## INPUT
════════

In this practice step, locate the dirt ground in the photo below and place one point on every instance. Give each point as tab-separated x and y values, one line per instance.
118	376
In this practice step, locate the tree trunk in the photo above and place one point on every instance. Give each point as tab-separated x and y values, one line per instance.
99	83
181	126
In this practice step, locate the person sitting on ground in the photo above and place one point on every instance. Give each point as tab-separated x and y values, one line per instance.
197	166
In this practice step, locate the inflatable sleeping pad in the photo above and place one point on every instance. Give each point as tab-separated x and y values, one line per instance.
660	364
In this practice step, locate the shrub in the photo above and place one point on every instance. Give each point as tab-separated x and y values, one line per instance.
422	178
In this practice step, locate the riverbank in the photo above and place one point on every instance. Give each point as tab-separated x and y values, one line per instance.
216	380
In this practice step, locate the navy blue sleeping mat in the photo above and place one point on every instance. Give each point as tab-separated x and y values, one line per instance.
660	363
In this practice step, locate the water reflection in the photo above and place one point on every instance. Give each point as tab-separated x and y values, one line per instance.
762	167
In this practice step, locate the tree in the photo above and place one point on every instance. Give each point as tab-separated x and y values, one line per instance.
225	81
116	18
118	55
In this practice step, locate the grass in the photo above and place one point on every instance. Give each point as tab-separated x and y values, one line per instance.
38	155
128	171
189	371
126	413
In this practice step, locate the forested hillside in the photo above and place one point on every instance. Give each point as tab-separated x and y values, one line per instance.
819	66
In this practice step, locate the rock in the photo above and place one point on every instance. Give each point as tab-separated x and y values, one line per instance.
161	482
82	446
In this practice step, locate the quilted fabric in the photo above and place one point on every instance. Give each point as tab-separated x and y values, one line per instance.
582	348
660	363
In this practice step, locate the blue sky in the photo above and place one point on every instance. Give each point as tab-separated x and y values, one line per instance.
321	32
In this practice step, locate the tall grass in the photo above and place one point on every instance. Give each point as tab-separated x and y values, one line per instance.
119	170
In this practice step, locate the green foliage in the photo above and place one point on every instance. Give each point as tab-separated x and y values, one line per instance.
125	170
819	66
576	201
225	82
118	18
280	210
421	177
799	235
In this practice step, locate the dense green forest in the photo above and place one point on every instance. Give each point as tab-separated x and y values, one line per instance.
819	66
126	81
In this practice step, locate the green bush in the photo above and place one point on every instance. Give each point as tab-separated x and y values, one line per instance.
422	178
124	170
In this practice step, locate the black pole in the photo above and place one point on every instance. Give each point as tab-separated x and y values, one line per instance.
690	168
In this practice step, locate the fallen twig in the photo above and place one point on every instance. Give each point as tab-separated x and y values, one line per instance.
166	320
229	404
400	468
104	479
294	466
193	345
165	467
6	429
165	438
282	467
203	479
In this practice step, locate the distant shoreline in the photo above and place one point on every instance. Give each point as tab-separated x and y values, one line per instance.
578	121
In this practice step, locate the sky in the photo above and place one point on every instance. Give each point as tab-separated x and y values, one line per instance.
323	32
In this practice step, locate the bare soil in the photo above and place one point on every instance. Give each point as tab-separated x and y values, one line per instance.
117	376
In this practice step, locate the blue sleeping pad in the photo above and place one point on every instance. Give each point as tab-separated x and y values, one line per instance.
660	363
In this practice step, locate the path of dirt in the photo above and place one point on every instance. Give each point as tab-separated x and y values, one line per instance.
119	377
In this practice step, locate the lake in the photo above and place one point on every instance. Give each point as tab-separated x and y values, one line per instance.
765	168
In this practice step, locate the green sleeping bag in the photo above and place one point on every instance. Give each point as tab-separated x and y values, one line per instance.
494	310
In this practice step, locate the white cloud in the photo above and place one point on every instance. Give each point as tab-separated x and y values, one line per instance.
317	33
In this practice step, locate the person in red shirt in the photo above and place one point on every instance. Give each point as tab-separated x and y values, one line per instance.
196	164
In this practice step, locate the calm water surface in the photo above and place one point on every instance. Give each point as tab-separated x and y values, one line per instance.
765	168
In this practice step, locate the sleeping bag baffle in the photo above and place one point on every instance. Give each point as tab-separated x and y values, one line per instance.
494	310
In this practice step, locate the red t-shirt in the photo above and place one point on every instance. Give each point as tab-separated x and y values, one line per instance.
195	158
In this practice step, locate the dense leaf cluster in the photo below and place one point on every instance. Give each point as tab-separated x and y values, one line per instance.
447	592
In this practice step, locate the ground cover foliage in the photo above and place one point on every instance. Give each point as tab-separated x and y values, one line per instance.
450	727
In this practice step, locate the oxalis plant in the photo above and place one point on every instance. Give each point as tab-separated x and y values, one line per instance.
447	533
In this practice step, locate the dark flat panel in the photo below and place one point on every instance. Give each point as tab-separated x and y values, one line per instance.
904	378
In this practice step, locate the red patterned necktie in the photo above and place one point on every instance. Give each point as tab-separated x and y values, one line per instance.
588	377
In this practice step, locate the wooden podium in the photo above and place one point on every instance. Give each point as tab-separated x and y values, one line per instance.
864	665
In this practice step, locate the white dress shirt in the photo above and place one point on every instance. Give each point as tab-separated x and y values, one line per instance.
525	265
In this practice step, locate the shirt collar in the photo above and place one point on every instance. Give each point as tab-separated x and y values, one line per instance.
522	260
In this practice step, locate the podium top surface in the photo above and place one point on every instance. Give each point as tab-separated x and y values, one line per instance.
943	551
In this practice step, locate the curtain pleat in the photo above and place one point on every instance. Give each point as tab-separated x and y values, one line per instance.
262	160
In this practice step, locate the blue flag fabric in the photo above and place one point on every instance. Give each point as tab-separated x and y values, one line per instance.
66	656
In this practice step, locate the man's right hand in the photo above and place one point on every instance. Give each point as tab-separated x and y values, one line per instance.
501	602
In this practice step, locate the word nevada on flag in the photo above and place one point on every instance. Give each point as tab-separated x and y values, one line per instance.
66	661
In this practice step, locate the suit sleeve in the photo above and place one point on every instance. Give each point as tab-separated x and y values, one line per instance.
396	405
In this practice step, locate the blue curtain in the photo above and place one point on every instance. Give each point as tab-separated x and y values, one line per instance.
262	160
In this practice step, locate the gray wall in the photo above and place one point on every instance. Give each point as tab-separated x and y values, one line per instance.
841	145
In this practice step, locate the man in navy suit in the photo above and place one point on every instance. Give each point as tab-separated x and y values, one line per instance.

════════

## WHAT IS REQUIRED
Emit the full listing verbatim.

## COMPLETE OUTPUT
In this practice step, locate the dirt ground in the photo below and place one point on every instance. Give each point as tab-separated x and y values, one line per instance.
118	376
In this practice step, locate the tree trunk in the photo above and place one point on every instance. Give each point as tab-separated x and y values, one line per instance.
99	83
181	126
In this practice step, locate the person sitting on ground in the photo above and place one point on every instance. Give each point as tab-separated x and y values, one line per instance.
197	166
In this practice step, locate the inflatable sleeping pad in the photo above and place one point on every instance. Give each point as tab-separated x and y values, one line per instance.
660	364
In this practice step, locate the shrub in the photo above and place one point on every instance. Give each point as tab-separated x and y values, one line per instance.
422	178
In this practice step, locate the riverbank in the photo above and place one point on every instance. Give each point as tab-separated x and y values, one line per instance.
216	380
In this practice step, locate the navy blue sleeping mat in the photo above and place one point on every instance. Give each point as tab-separated x and y values, one line per instance.
660	363
In this practice step, locate the water reflection in the photo above and place one point on every instance. Give each point as tab-separated x and y values, one line per instance.
762	167
In this practice step, locate the tree in the photo above and place one point on every instance. Give each point as tab-separated x and y values, one line per instance.
225	81
116	18
118	55
In this practice step, locate the grass in the photo above and place one point on every instance. Give each point as tab-separated x and y values, one line per instance.
38	155
128	171
189	371
126	413
In this practice step, locate the forested hillside in the photo above and place one point on every instance. Give each point as tab-separated x and y values, one line per instance.
819	66
In this practice step, locate the rock in the photo above and place one point on every instance. Give each point as tab-separated x and y values, one line per instance.
161	482
82	446
In this practice step, locate the quilted fabric in the photo above and place one point on every instance. Give each point as tab-separated x and y values, one line per instance.
582	348
660	363
In this practice step, locate the blue sky in the photo above and place one point on every instance. Give each point as tab-separated x and y values, one line per instance.
321	32
In this practice step, locate the tall grass in the photo above and place one point on every instance. Give each point as tab-separated x and y values, one line per instance.
119	170
In this practice step, locate the green foliage in the photo above and place one point on every instance. Give each point as tab-separated x and y values, one line per instance.
125	170
819	66
576	201
225	82
118	18
280	210
421	177
799	235
In this practice step, locate the dense green forest in the photo above and place one point on every instance. Give each point as tab-separated x and y values, one line per instance.
819	66
126	81
In this practice step, locate the green bush in the photo above and place one point on every instance. Give each point as tab-separated x and y values, one line per instance.
422	178
124	170
In this practice step, locate the black pole in the photo above and place one point on every instance. Give each point as tab-separated x and y values, one line per instance.
690	168
In this practice step, locate the fallen twig in the photo above and place one point on every instance. Give each point as tab-separated x and y values, one line per instance.
166	320
229	404
400	468
104	479
294	466
193	345
165	467
6	429
165	438
282	467
203	479
In this practice step, locate the distant shoreline in the photo above and place one point on every instance. Give each point as tab-separated x and y values, one line per instance.
578	121
In this practice step, locate the sky in the photo above and place one point on every instance. Give each point as tab-separated x and y values, one line per instance.
323	32
In this practice step, locate the bare soil in the photo above and place one point on every instance. Give each point as tab-separated x and y values, one line per instance.
117	376
In this practice step, locate the blue sleeping pad in the photo above and place one point on every instance. Give each point as tab-separated x and y values, one line per instance.
660	363
In this practice step, locate the path of dirt in the photo above and place one point on every instance. Give each point as tab-separated x and y values, one line per instance.
119	377
In this practice step, locate the lake in the photo above and place one point on every instance. Give each point as tab-separated x and y values, one line per instance.
765	168
In this practice step, locate the green sleeping bag in the photo above and place one point on every instance. Give each point as tab-separated x and y values, one line per instance.
494	310
In this practice step, locate the white cloud in the photo above and place one point on every instance. Give each point as tab-separated x and y values, one line per instance.
317	33
In this practice step, locate the person in red shirt in the photo above and place one point on every instance. Give each point as tab-separated x and y values, one line per instance.
196	164
In this practice step, locate the calm water surface in the photo above and place one point on every instance. Give each point as tab-separated x and y values, one line per instance.
765	168
In this practice step, locate the sleeping bag baffle in the photo above and place one point on every instance. Give each point as tab-separated x and y values, one line per instance.
494	310
In this practice step, locate the red t-shirt in the photo above and place one point on every instance. Give each point as tab-separated x and y values, one line per instance.
195	158
In this practice step, locate the dense leaf cluster in the photo below and place one point on every instance. Give each point as tab-separated x and y values, one line per instance.
447	592
In this practice step, locate the ground cover foliage in the photo above and place one point on every instance. Give each point as tab-separated x and y values, one line per instance.
450	727
In this practice step, locate the oxalis plant in the photo above and place one point on every instance. Give each point as tab-separated x and y values, one line per instance.
447	533
In this practice step, locate the dark flat panel in the photo below and place one point on every instance. Give each point as tab-separated x and y values, one line per instance.
904	378
In this practice step, locate the red patterned necktie in the photo above and place one point on every instance. Give each point as tab-separated x and y values, one line per instance.
588	377
In this practice step, locate the wooden podium in the photo above and place one point on every instance. Give each point as tab-separated x and y values, one line per instance.
864	665
In this practice step, locate the white dress shirt in the photo above and place one point on every instance. Give each point as tab-separated x and y values, one line per instance.
525	265
In this practice step, locate the shirt collar in the photo above and place one point on every instance. Give each point as tab-separated x and y values, one line per instance.
522	260
In this practice step, locate the podium top surface in the photo above and place one point on every instance. Give each point as tab-separated x and y values, one line per instance.
943	551
In this practice step, locate the curtain pleat in the photo above and place one point on every instance. Give each point as tab-separated x and y values, one line per instance.
262	160
In this practice step, locate the blue flag fabric in the photo above and place one point on every instance. Give each point as tab-separated x and y values, one line per instance.
66	656
In this practice step, locate the man's right hand in the photo above and place one point on every instance. Give each point as tab-separated x and y values, one line per instance.
501	602
In this practice step, locate the word nevada on flag in the photo above and place one point on every instance. Give each point as tab-separated x and y values, one line per instance.
66	661
In this practice step, locate the suit sleeve in the photo above and place one point on every instance. Give each point as tab-separated x and y values, one line per instance.
396	405
In this practice step, locate the blue curtain in the photo above and place one point on every instance. Give each point as tab-separated x and y values, one line per instance.
262	160
In this practice step, locate the gray wall in the photo above and place one point on every instance. Give each point as tab-separated x and y values, one line per instance.
841	145
In this practice step, locate the man in navy suit in the photo above and place one point on every instance. Give each point as tab-separated x and y values, one line per instance.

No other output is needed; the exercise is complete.